*STATED GOAL*
Copy all of the data below, including the requests, and multiply every coordinate in the answers by 0.3, rounding each result to a whole number with halves rounded up. Leave the numbers in the requests and format samples unchanged, and omit the pictures.

*LISTED ENTRIES*
+ + +
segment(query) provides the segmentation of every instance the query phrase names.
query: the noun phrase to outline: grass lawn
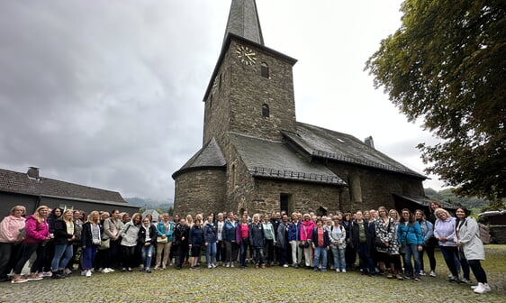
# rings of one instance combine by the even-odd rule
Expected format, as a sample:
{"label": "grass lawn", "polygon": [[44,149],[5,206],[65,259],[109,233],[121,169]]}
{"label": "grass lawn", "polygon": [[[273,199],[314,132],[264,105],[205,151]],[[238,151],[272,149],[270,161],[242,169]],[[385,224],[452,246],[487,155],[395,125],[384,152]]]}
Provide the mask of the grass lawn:
{"label": "grass lawn", "polygon": [[[359,271],[314,272],[305,269],[251,266],[190,271],[168,268],[151,274],[95,273],[63,280],[0,284],[0,302],[506,302],[506,245],[486,245],[492,291],[475,294],[468,285],[447,281],[437,252],[438,277],[414,280],[367,277]],[[426,267],[429,262],[425,262]],[[426,268],[427,270],[427,268]],[[471,274],[471,280],[475,279]]]}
+ + +
*EXERCISE RESPONSE*
segment(query) provides the segmentation of every instance the query phrase names.
query: the noun phrase to outline: grass lawn
# rings of one instance combine by the even-odd rule
Expected format, as a sample:
{"label": "grass lawn", "polygon": [[44,149],[5,206],[65,259],[109,233],[121,169]]}
{"label": "grass lawn", "polygon": [[[273,199],[314,132],[264,105],[205,151]],[[238,151],[272,149],[270,161],[242,169]],[[385,224],[452,246],[487,155],[395,125],[384,152]]]}
Provide the mask of the grass lawn:
{"label": "grass lawn", "polygon": [[[108,81],[94,82],[92,81],[75,80],[57,81],[50,80],[45,82],[29,82],[19,84],[0,85],[0,91],[152,91],[152,74],[146,74],[148,87],[143,88],[140,86],[134,84],[131,76],[131,83],[124,84],[110,83]],[[128,80],[129,79],[128,79]],[[128,80],[128,81],[128,80]],[[141,82],[141,84],[143,84]]]}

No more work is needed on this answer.